BRIEF 1: Can you write out the stretch of entries below, from the line containing "the dark trousers" through the end of the entries, word for word?

-- BEGIN DOCUMENT PASSAGE --

Corn planting is going well and in much better shape than 2019. Larger producers are almost finished, one third of producers are approximately 50% completed while some haven’t started. Some early planted corn is germinating already.

Some growers are considering planting shallow, however data from Chris Olbach, agronomist at Pioneer Seeds (@chrisolbach) shows that soil temperatures are much more consistent at depths of 2 and 3 inches than at 1 inch depths. Shallow planting is not recommended.

Soil temperatures fluctuate significantly at 1 inch depth. Graph source – Chris Olbach, Pioneer Seeds (@chrisolbach)
Soil temperatures are much more consistent at a 3 inch depth. Graph source – Chris Olbach, Pioneer Seeds (@chrisolbach)







Sweet corn planted under plastic is already spiking.

-- END DOCUMENT PASSAGE --

BRIEF 2: In the corn planting update, at what depths are soil temperatures much more consistent than at a 1 inch depth?

-- BEGIN DATA SUPPLIED --

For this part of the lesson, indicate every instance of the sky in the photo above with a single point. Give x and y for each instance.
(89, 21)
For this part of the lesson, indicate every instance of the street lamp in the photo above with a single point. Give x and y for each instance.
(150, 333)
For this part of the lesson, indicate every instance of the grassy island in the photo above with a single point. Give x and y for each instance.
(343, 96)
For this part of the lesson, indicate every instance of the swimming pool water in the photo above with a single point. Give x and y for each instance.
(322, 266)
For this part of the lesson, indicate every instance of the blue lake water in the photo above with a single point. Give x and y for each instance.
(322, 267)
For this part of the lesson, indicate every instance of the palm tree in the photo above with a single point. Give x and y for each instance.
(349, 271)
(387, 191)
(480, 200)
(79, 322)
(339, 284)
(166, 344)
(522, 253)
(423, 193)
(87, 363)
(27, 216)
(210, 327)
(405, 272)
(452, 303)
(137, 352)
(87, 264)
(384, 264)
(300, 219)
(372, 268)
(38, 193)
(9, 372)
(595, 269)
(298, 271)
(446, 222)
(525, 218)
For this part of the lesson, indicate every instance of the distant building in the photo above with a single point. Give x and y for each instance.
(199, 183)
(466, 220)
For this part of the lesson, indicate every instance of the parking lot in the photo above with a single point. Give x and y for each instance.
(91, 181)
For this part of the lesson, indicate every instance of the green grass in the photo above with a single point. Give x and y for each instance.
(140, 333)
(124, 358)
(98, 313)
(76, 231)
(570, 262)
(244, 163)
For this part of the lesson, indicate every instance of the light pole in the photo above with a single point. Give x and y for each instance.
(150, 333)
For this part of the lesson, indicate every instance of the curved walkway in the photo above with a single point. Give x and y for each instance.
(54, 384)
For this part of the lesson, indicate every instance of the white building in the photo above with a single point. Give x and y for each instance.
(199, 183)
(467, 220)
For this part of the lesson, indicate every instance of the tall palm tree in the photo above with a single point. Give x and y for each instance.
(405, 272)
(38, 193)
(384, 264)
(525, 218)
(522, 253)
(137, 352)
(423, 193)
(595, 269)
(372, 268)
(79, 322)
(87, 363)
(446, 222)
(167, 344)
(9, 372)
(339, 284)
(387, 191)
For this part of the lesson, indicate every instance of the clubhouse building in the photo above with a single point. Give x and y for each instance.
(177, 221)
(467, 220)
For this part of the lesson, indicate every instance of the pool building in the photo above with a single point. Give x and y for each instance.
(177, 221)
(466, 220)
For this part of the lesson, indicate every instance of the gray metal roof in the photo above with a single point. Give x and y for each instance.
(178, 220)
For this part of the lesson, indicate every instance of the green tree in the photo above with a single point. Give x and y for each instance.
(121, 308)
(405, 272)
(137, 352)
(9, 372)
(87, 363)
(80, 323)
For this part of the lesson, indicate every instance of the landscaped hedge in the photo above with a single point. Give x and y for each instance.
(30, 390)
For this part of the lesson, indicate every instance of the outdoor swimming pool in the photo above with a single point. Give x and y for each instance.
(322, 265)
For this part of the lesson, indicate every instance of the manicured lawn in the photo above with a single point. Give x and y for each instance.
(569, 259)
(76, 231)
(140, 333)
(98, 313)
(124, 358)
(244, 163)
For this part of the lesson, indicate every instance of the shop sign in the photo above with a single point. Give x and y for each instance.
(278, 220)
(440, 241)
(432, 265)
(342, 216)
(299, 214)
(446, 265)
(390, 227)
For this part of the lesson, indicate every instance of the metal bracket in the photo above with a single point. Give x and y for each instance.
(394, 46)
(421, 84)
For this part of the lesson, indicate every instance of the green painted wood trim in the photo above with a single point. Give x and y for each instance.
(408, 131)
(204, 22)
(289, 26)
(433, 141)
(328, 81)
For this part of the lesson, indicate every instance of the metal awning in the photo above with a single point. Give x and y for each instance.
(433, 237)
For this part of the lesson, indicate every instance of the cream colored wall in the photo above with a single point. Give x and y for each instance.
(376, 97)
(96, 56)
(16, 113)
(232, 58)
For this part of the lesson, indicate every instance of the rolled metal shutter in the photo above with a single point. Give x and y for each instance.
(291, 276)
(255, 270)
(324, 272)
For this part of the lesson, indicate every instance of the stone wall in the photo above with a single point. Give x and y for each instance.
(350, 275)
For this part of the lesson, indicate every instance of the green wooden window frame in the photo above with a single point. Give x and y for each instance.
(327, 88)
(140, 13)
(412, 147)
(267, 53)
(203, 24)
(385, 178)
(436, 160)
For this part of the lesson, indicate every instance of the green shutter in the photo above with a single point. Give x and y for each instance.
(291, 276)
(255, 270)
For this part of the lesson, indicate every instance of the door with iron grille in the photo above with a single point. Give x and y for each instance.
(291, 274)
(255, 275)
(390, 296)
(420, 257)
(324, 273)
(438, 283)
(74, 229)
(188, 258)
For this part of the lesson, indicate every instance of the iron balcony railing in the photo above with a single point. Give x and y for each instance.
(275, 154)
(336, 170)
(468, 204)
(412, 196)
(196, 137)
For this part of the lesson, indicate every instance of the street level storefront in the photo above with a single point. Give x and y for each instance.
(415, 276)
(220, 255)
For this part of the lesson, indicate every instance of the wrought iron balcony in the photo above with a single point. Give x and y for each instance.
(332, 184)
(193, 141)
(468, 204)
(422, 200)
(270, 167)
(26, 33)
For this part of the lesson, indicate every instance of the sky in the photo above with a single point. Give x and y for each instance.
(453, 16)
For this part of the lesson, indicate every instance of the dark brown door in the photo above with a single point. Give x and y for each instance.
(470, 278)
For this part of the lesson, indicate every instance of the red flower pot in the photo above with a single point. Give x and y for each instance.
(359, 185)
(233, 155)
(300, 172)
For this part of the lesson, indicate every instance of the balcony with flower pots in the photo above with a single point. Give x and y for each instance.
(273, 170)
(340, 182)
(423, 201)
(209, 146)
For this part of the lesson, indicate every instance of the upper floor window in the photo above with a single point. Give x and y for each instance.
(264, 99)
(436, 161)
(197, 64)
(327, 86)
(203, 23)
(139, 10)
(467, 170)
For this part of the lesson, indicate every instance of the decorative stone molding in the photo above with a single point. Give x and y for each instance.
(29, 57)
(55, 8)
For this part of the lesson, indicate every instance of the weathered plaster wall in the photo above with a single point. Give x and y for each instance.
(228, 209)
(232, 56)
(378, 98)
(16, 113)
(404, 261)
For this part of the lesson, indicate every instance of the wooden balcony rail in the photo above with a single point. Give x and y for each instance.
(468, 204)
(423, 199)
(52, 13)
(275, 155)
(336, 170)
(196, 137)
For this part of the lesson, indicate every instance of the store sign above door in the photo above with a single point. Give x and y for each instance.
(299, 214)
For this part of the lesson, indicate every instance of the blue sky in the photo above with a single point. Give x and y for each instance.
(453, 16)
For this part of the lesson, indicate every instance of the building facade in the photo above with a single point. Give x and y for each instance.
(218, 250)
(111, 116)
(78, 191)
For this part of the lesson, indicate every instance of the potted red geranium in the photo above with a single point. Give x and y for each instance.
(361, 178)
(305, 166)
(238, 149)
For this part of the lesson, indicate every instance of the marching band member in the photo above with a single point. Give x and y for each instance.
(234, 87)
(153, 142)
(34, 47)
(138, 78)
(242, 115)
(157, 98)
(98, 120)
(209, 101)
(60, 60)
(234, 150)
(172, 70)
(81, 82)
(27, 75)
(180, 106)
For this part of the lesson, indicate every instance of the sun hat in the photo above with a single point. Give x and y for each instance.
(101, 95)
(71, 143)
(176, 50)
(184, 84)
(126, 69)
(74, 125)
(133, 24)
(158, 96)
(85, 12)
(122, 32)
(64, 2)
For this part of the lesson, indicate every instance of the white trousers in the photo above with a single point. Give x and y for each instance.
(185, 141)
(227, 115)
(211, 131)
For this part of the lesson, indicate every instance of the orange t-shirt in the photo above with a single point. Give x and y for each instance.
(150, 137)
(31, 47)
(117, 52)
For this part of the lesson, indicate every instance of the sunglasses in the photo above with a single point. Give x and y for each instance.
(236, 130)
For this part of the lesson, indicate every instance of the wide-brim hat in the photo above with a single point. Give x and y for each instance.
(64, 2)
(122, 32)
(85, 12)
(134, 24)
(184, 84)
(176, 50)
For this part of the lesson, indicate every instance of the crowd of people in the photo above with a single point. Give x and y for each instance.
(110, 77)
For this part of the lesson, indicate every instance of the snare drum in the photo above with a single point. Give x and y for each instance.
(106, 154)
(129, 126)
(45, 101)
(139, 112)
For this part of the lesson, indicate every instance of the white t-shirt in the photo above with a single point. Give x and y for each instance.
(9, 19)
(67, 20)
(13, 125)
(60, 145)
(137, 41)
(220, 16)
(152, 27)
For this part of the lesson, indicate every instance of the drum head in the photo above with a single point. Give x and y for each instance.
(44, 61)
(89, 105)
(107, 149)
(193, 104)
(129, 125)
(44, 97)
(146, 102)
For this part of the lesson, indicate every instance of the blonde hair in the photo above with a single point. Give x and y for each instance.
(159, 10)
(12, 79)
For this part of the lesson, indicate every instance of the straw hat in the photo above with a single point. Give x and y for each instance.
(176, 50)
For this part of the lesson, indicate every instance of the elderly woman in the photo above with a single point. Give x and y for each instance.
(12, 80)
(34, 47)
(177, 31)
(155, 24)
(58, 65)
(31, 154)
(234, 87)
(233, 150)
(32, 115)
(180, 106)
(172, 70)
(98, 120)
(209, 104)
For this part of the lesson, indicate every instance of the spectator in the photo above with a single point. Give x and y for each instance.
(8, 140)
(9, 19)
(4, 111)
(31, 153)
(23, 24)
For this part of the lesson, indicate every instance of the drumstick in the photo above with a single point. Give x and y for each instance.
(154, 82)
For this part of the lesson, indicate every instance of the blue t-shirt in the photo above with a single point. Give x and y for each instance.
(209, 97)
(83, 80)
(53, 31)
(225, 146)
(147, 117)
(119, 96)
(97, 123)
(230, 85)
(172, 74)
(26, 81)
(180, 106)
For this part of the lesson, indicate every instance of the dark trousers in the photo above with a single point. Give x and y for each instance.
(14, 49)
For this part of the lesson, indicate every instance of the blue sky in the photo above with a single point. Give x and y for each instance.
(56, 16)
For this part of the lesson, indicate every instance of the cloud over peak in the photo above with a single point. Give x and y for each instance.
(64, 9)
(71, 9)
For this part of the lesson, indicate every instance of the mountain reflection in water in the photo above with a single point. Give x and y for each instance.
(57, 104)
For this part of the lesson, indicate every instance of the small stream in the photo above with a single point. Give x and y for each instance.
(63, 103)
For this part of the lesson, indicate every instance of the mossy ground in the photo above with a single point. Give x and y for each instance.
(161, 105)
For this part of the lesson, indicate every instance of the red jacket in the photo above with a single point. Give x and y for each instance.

-- END DATA SUPPLIED --

CORRECT ANSWER 1:
For this part of the lesson, indicate every instance of the dark trousers in the photo above with a single point. Give x and y for each instance.
(14, 49)
For this part of the lesson, indicate every instance of the blue sky in the photo above with a single point. Give x and y for each instance.
(56, 16)
For this part of the lesson, indicate every instance of the cloud over peak in the photo above with a single point. Give x and y for each instance.
(64, 9)
(71, 9)
For this part of the lesson, indicate every instance of the mountain reflection in water in the photo above with a single point. Give x and y for each instance.
(57, 104)
For this part of the lesson, indicate every instance of the small stream in the photo above with a single point. Give x and y for each instance.
(63, 103)
For this part of the lesson, indicate every instance of the mossy ground in the photo above with a single point. Give x and y for each instance.
(161, 105)
For this part of the lesson, indicate every instance of the red jacket in the photo above with a single point. Give x and y for each instance.

CORRECT ANSWER 2: At depths of 2 and 3 inches.